Set task
Copy out every line of the data below word for word, leaving out the pictures.

Input for this task
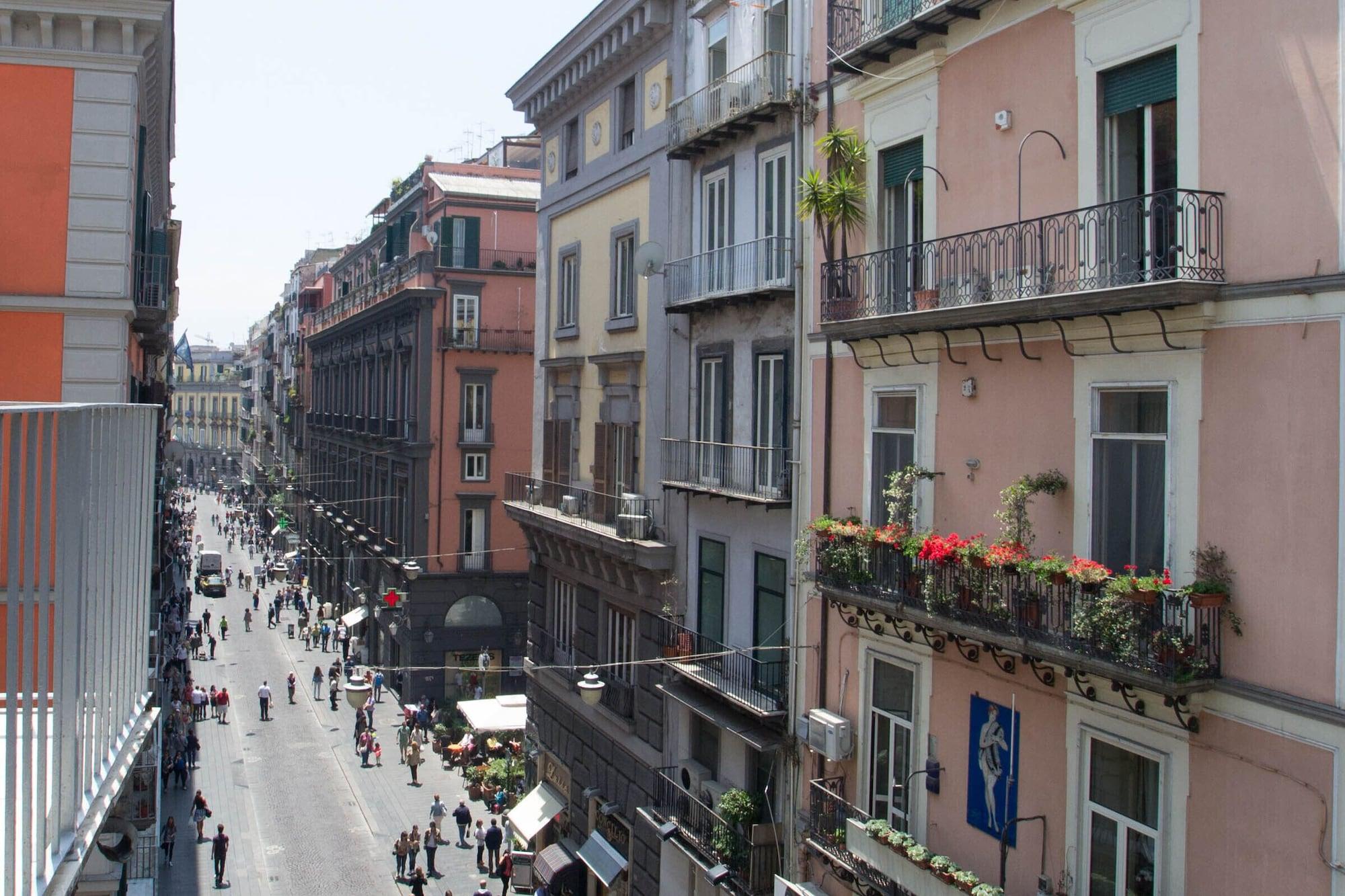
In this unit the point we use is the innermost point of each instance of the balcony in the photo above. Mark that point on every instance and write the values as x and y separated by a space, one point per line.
870 32
1168 645
742 676
493 260
1141 253
619 525
751 474
731 106
744 272
485 339
704 831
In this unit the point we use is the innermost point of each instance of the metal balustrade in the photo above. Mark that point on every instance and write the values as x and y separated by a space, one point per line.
751 473
75 589
744 91
758 681
1168 638
1175 235
701 827
743 270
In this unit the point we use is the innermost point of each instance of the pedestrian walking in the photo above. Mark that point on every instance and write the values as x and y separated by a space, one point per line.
463 817
494 838
400 848
169 838
200 813
414 760
219 852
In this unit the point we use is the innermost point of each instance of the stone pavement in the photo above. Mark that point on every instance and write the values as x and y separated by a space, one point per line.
303 817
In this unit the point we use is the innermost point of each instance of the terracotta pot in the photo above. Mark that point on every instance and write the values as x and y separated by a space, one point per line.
1207 602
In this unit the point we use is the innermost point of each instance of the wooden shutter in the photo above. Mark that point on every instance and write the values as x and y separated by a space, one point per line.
473 244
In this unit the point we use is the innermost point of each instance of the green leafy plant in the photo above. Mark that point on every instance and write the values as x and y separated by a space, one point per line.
836 202
1015 524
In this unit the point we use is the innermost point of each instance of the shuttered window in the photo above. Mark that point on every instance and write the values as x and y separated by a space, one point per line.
902 161
1140 84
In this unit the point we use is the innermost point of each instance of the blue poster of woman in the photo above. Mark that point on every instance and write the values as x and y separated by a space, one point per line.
993 768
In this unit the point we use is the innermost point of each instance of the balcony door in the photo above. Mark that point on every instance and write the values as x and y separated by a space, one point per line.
715 231
775 217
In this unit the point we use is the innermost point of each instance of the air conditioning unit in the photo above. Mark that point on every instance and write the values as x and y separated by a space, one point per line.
831 735
712 791
693 775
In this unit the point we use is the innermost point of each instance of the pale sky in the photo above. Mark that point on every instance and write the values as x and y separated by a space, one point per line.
294 118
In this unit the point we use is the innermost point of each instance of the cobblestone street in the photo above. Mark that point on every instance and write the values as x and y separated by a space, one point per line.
302 814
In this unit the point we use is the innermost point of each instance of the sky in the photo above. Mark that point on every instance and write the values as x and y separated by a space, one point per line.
295 116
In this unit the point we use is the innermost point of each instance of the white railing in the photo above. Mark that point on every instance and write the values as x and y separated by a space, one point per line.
76 544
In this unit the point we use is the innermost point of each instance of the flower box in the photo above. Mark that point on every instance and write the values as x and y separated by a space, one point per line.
883 858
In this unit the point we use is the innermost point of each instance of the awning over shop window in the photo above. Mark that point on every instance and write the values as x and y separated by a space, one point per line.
603 858
536 811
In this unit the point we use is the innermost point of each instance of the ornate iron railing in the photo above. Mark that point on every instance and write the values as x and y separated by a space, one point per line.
1175 235
758 681
631 516
1168 638
753 473
754 865
751 267
747 88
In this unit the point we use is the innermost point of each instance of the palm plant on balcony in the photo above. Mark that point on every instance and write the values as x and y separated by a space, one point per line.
836 201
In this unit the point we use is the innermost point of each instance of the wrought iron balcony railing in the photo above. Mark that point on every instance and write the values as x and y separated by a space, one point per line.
485 339
630 516
1168 639
746 270
748 473
1175 235
704 830
757 681
747 89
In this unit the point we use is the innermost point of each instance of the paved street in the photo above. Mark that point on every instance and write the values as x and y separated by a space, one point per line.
302 814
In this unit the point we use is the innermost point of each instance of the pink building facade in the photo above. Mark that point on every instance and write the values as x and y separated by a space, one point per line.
1148 300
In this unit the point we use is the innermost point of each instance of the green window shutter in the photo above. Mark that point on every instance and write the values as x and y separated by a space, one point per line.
473 244
1140 84
902 161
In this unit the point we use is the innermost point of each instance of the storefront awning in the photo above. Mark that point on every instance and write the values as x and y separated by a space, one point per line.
536 811
508 712
603 858
758 736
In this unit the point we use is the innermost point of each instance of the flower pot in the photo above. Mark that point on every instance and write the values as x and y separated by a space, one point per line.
927 299
1208 602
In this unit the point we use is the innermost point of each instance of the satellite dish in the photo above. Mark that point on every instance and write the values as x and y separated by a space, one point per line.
649 260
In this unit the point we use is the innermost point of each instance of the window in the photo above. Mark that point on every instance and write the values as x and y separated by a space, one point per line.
623 276
459 243
571 150
1130 478
466 315
709 589
778 26
568 292
769 623
894 446
626 108
775 220
705 744
474 412
1124 791
474 540
563 619
718 49
621 645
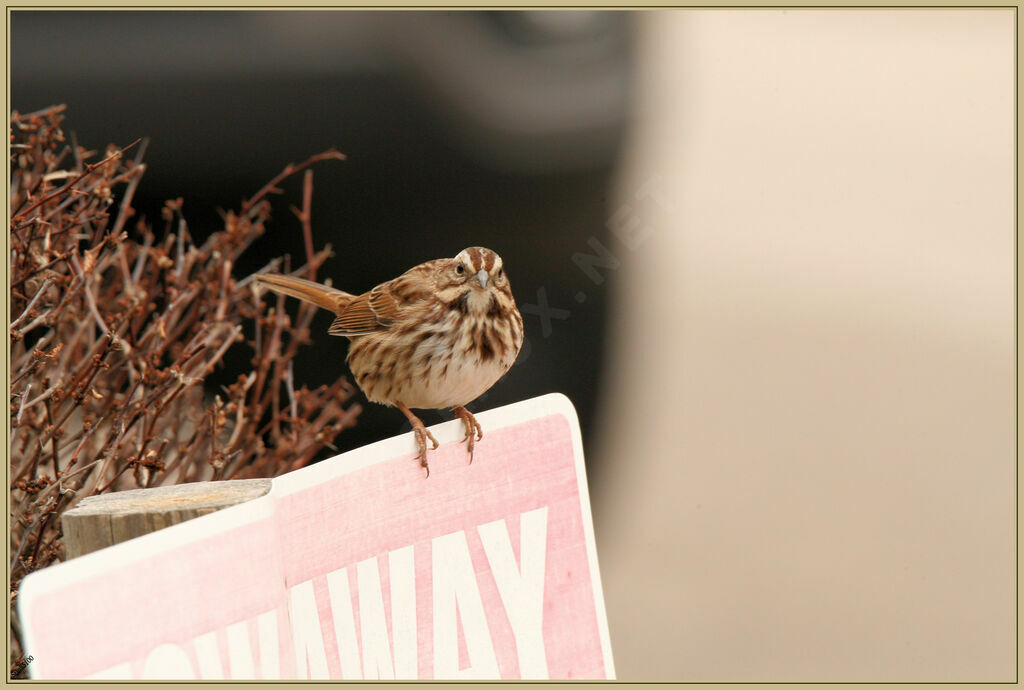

Task response
In this unit the point we use is the innermost point of each instance of the balcony in the photo above. Mark that point on every instance and write the values as x and y separated by a space, one point per line.
870 32
1168 645
742 676
493 260
1141 253
619 525
751 474
731 106
744 272
485 339
704 831
In this unit the point we use is the innermost point of each instance of the metal balustrade in the photo above. Mark that point on every instance and write the values as x and y separated by a space, one point per line.
751 473
75 589
744 91
758 681
1168 638
1175 235
701 827
743 270
In this unit the point we use is the innermost point of each instance of the pedestrian walking in the photo above. Mark that point on every instance and write the values as x and y separated by a space, one point per line.
463 817
494 838
400 848
169 838
200 813
414 760
219 852
In this unit the point we use is the innermost point of each instance of the stone pavement in the photo above. Mark that point on every instance and write the values as x and y separated by a space, one point per line.
303 817
In this unit the point we use is the innermost point of each instance of the terracotta pot in the photo above. Mark that point on every instance and write the values as x and y separated by a space, one point per line.
1207 602
In this unit the point we use is the innermost point of each instance of the wooden shutter in the photo above. Mark that point on every instance and write the values as x and y separated by a space, one point per line.
473 244
In this unit the point we use is the innermost point of each instance of the green leafy plant in the photo above. Mark that point on every instance and write the values as x and y separated by a space, one point per line.
836 202
1015 524
In this unit the point we use is the innermost point of each instance of the shuttered window in the photo above. Mark that point on every instance and write the values as x and y separated by a space, one point per line.
902 161
1140 84
In this unit the point we use is the innermost point of each instance of the blue poster of woman in the photo above. Mark that point on every instance and write the values as x and y separated by a space, one point per line.
993 768
In this unit the point we use is the innermost point of each instance of the balcony door in the photo above. Mark that point on every instance and write the values as x and y separated by a space, one point per line.
715 231
775 217
In this unit the point we use is the innermost point of each instance of the air conditioning unit in the photo above. Mark that point on every instance and write the values as x and y separated by a space, one point per line.
831 735
712 791
693 775
In this unit the point we use is the innermost point of each instance of the pale sky in the photo above. Mark that point on every instance and write the values as x and y separated by a space, one point per line.
294 118
In this unit the point we use is the innermost point of each instance of the cobblestone street in the photo above. Mark that point on every instance and write the values as x and y separated by a space, one point per line.
302 814
In this unit the point we use is the innermost point of each instance of the sky in the photo above. Mark that point on every instance and write the values as x and y separated by a space, one point per line.
295 116
In this unit the point we use is the innermost point of each instance of the white railing in the photo above. Mark that point on every instance and write the values as x and y separated by a space, one point per line.
76 544
In this unit the point we use is the innermost point of each instance of the flower box in the photo above. Mark that point on every instance and write the values as x and y separated by a space, one point per line.
883 858
In this unit the point we use is the innermost point of each instance of the awning over shop window in the photo above. Mark that point on every instance and write the values as x and y separated by a space, one point per line.
603 858
536 811
In this unit the point we use is the innermost point of each instance of the ornate iron railing in the photo above. Mark that point on every instance and write the values as x and y separated by a space, one point per line.
1175 235
758 681
631 516
1168 638
753 473
754 865
751 267
747 88
In this unit the point we use is the innermost point of each instance of the palm plant on balcony in the photo above. Mark that point on every instance and write the values as x and y separated by a space, one point per line.
836 201
In this unit the point we use is the innermost point of each instance of the wrought iron balcony railing in the photo above. Mark that point on every instance and write the values as x and y separated by a space, one point per line.
485 339
630 516
1168 639
746 270
748 473
1175 235
704 830
757 681
747 89
In this unit the point we use is the innermost point of each instance of the paved street in the photo above. Mark that point on every instance and write the values as x and y separated by a space, one point per line.
302 814
In this unit the point we use is the innermost point of each instance of the pink building facade in the photo above. Mark that point on every instance and write the values as x and y separated by a space, one point per line.
1148 300
In this unit the point we use is the innermost point of each instance of the green window shutter in the photo above. Mark that point on every instance and write the values as x and y separated by a space, one point per line.
473 244
1140 84
902 161
In this unit the point we use is the innermost point of each instance of the storefront awning in the photo above. Mark that point on every instance and write the values as x and y separated by a space, one point per line.
536 811
508 712
603 858
758 736
In this unit the point we use is the innermost point of each instance of the flower pot in the photo above. Mark that point on every instance and write the values as x and y separated by a space, one point per line.
927 299
1208 602
In this unit the point we use is the innermost point of each instance of the satellite dish in the photo above. Mark that point on every instance and write the values as x and y separated by a space, one point per line.
649 260
In this unit the point we use is the innermost point of each instance of the window in the photo above. Mark that point on every instance and write the values as x and y separated by a space, one point per line.
623 276
459 243
571 150
1130 478
466 315
709 589
778 26
568 292
769 623
894 446
626 108
775 220
705 744
474 412
1124 791
474 540
563 619
718 49
621 645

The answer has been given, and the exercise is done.